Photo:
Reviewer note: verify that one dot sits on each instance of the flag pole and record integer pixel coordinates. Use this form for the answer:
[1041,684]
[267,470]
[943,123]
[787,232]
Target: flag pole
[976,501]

◆ ◆ ◆ ◆ ◆

> To do: Above are some records; repeat all of them exactly.

> The solution:
Photo:
Reviewer note: verify that one dot sits on each instance of the flag pole and record integer pixel coordinates. Use this form for the answer:
[1041,684]
[267,470]
[943,123]
[787,232]
Target: flag pole
[976,501]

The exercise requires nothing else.